What to do
Please count the lines in the items below that contain the string "fabric" with the same capitalization, and reply with the number only.

Supplied material
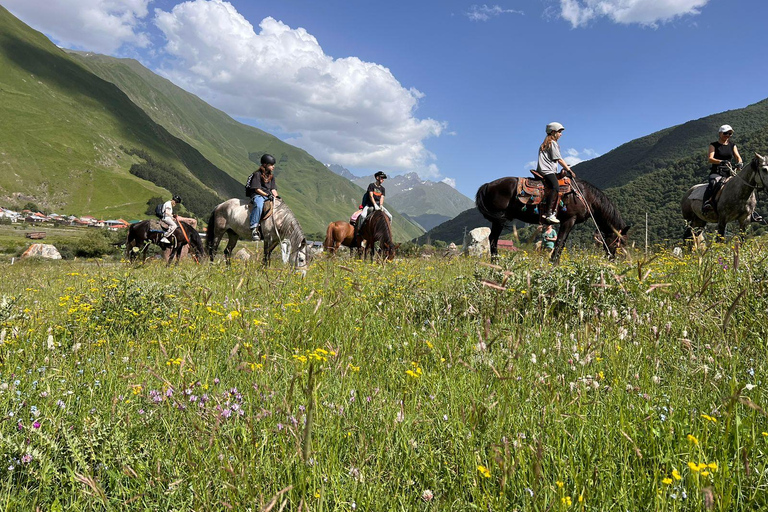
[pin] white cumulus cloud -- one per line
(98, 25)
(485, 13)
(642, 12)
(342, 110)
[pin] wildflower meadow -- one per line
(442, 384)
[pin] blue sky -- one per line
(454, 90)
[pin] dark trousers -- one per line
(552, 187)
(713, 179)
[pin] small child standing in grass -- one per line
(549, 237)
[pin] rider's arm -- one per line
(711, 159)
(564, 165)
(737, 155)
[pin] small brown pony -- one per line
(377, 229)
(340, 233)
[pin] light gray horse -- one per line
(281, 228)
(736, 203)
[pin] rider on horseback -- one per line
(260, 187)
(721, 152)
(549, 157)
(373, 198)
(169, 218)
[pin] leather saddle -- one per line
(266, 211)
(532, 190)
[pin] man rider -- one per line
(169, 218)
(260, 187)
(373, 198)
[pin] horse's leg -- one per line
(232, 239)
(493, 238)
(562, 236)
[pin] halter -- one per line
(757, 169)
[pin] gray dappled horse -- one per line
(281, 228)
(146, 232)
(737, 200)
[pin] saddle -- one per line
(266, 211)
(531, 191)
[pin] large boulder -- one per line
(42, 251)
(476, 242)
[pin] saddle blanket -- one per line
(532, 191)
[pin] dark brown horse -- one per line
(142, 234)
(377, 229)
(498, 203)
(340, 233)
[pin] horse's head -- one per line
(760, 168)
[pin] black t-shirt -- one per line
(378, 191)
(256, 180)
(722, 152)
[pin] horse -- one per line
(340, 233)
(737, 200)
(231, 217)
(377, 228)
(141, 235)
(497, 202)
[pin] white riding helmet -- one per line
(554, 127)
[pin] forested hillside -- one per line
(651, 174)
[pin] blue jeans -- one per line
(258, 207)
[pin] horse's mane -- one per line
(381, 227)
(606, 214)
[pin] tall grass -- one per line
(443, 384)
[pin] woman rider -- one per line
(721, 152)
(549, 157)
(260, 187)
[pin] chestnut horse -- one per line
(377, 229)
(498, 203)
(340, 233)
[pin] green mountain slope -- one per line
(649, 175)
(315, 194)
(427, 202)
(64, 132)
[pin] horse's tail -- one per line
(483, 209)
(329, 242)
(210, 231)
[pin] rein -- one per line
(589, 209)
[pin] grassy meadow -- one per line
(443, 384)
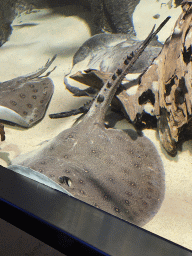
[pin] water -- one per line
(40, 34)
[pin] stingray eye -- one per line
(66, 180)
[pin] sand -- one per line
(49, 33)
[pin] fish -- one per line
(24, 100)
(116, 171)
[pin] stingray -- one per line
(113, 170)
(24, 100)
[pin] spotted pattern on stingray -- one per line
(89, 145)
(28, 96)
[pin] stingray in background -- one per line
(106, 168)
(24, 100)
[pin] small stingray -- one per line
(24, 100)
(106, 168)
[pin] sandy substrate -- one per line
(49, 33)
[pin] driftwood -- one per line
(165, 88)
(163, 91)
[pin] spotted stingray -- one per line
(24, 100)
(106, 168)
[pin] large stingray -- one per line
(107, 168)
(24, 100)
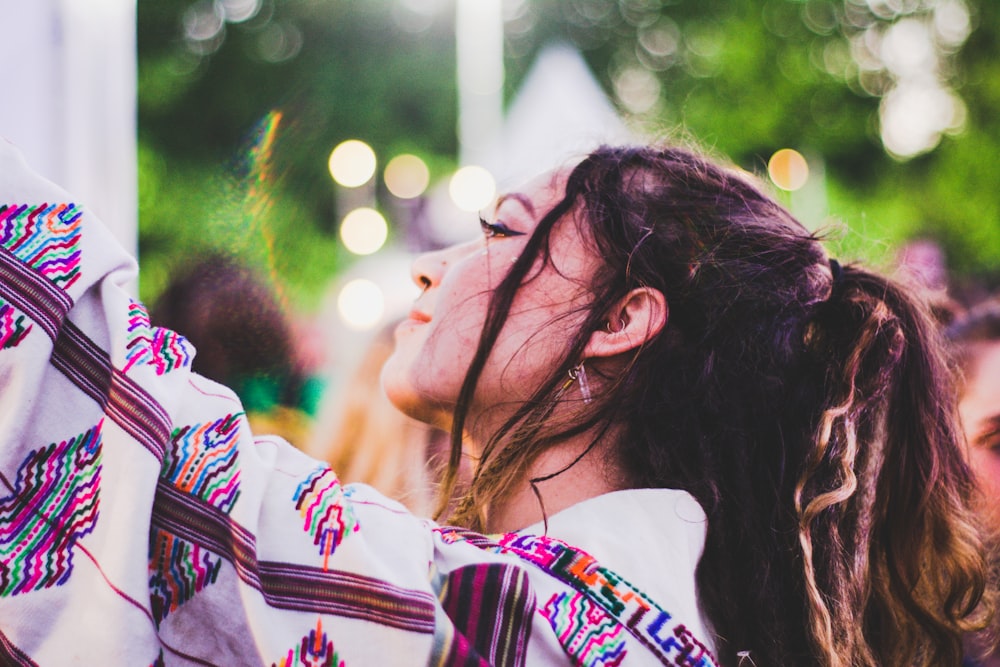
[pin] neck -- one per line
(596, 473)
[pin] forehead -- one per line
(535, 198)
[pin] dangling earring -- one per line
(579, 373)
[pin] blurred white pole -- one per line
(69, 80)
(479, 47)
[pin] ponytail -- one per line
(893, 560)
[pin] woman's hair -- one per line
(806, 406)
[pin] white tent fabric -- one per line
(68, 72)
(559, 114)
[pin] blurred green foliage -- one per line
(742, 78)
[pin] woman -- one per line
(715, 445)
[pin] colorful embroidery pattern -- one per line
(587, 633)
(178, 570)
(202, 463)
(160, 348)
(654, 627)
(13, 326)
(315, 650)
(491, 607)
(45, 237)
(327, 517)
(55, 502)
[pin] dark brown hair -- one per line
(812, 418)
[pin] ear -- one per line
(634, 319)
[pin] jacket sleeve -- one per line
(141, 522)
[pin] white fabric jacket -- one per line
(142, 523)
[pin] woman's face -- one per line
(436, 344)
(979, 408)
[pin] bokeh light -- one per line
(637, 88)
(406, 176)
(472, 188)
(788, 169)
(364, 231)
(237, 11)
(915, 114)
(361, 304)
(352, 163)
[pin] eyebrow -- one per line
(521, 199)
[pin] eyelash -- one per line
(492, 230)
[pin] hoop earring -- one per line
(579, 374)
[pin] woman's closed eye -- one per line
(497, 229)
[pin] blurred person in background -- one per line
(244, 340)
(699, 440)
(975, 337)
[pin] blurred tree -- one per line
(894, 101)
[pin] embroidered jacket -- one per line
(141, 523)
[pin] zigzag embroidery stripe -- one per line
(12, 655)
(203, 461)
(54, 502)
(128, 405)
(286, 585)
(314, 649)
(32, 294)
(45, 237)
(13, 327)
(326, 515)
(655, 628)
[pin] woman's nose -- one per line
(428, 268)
==
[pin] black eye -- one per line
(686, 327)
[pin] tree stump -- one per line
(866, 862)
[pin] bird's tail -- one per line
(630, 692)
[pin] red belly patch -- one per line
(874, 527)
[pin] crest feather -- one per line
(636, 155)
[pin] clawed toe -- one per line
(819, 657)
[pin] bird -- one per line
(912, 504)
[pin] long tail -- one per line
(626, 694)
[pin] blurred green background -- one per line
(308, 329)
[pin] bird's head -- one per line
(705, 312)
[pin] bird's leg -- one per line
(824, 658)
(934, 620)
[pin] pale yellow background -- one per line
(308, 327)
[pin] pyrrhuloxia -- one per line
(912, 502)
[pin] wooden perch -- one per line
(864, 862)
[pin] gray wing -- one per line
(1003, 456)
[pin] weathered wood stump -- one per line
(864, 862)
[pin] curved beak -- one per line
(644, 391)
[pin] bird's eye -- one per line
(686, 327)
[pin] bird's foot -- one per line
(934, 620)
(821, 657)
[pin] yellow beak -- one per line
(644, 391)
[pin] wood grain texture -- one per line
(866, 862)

Reply
2